_ЗАДАНИЕ_
Пожалуйста, ответьте по исходному фрагменту: кому Л-в посвятил свою книгу «Восток, Россия и славянство»?

[ИСХОДНЫЙ ФРАГМЕНТ]

7. О моем влиянии на реакционные реформы.[45] Разве метеоролог, верно предсказывающий погоду, имеет на нее сам влияние? Если врач сам больного не лечит и на консилиум не приглашается, но знает, как идет болезнь, и понимает заранее, что нужно делать, то когда случится, что и другие врачи попадут на те же лекарства и сделают пользу, — разве этот посторонний врач может сказать про себя, что имел «влияние»? Конечно, нет. Он может считать себя очень дальновидным, пророком, гением даже; но никак не влиятельным лицом. В государствах, еще не обреченных на скорую гибель, государственные люди, вовсе даже и не гениальные, доходят до нужного одним эмпирическим тактом, как доходили без правильных теорий старые врачи. Дезинфекцией занимались не без успеха и прежде открытия микробов, бацилл и т. д.
43
Я Л-ва упрекал в письме, для чего он взял к книге своей «Восток, Россия и славянство» эпиграфом слова из какой-то статьи Вл. И. Герье, профессора истории в московском университете, — слова совершенно обыкновенные, где воздается некая (небольшая дань) консерватизму; и для чего он посвятил книгу Т. И. Филиппову, человеку, о котором я не имел причины что-нибудь дурное думать, но который был тоже человеком обыкновенным. Необыкновенность книги Л — ва, казалось, потускнялась и этим сереньким эпиграфом, и этим сереньким посвящением.
44
Т. е. практических. Во 1-х того, что Л — в стоял за константинопольский патриархат против «болгарской схизмы» (нациоаналь-ного болгарского от греков освобождения, вопреки «каноническим правилам»), и, во 2-х, что Л-в ценил и любил наше старообрядчество. О К. Н. Леонтьеве мне неоднократно приходилось говорить с Т. И. Филипповым, но ни однажды я от него не слышал не только одобрения, но даже и упоминания об его «триедином процессе», т. е. корне всех отрицаний и утверждений Л-ва. Кстати, о «болгарской схизме». Известно, что в начале и в середине 19-го века греки, видя пробуждающееся национальное сознание болгар, истребляли письменные и вещественные памятники их истории, вообще их национальной личности. Все это было на глазах первых болгарских грамотеев, первых их ученых, священников, учителей, вождей народных. Болгары все это «сложили в сердце своем» и, как только обстоятельства сложились благоприятно, — потребовали «национализации церкви». Но, по древним церковно-каноническим правилам, «в одном городе не может быть двух православных самостоятельных епископов», ибо этим нарушался бы «закон любви христианской». Для чего болгарам свой епископ, положим, в Филиппополе или Адрианополе, когда там есть уже епископ грек той же православной церкви. Епископ-грек, который раньше без зазрения совести жег болгарские манускрипты, — едва болгары начинали просить себе «своего епископа», начинал ссылаться, что по постановлению такого-то вселенского собора, «этого быть не может, ибо этим нарушается евангельский закон любви, закон единства церкви, не знающей разделений национальных и государственных». А когда болгары все-таки национальной церкви добились, то патриарх константинопольский, за нарушение ими канонических правил» объявил весь болгарский народ состоящим в «схизме», т. е. «в ереси». Пример этот ярок и важен, чтобы показать, как «правила любви» (?!) мало-помалу трансформировались в какую-то работу стряпчих над текстами о любви; и из них мало-помалу сплелась удушительная веревка, тем более ненавистная, что она вся намылена «любовью» и особенно ловко обхватывает шею удавленника (в данном случае — болгар, но при случае и всякого другого).
45
Я Л-ва спрашивал в письмах, не имел ли он (т. е. через идеи свои) влияния на известный поворот русской политики, начиная с 81-го года. Но, очевидно, практические русские государственные люди еще менее его перелистывали, чем Аксаков, Катков или Гиляров.

[/ИСХОДНЫЙ ФРАГМЕНТ]
[ЗАПИСИ НАБОРА ДАННЫХ]

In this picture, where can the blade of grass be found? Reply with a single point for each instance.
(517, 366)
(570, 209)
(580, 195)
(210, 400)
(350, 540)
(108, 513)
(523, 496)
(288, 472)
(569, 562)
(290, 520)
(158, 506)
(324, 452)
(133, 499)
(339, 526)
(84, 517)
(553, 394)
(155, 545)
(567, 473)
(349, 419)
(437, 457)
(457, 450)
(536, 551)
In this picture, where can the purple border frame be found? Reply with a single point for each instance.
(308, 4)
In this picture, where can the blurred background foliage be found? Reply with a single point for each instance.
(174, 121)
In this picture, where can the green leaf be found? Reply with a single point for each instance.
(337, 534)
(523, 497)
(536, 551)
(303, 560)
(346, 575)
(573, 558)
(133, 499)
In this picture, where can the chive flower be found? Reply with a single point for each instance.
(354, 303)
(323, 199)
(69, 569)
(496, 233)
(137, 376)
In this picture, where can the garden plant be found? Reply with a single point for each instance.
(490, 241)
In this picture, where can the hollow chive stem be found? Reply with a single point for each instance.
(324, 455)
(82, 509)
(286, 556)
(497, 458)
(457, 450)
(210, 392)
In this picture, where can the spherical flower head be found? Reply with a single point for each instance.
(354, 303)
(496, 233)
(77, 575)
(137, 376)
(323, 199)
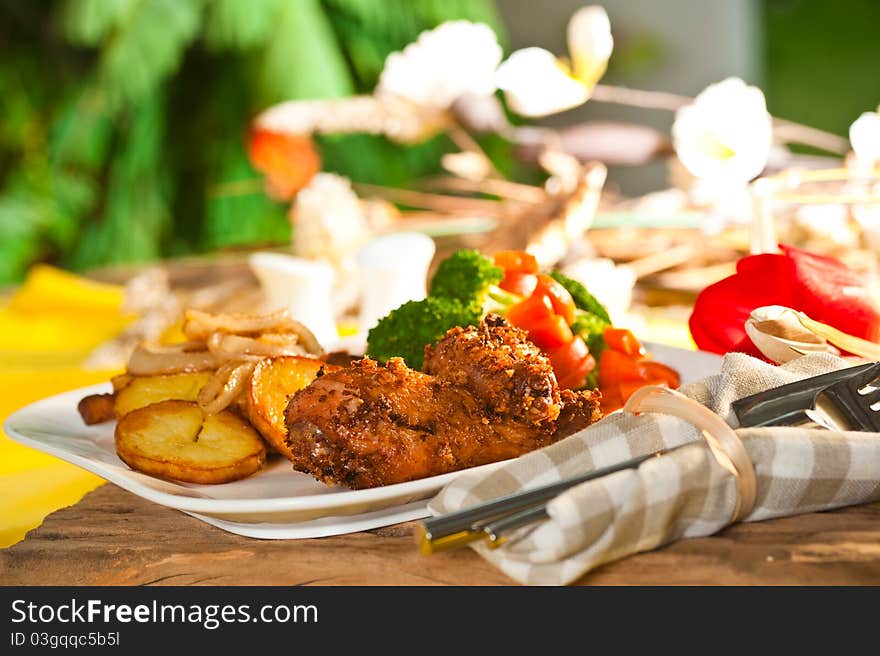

[/ЗАПИСИ НАБОРА ДАННЫХ]

_ВАШЕ РЕШЕНИЕ_
Т. И. Филиппову.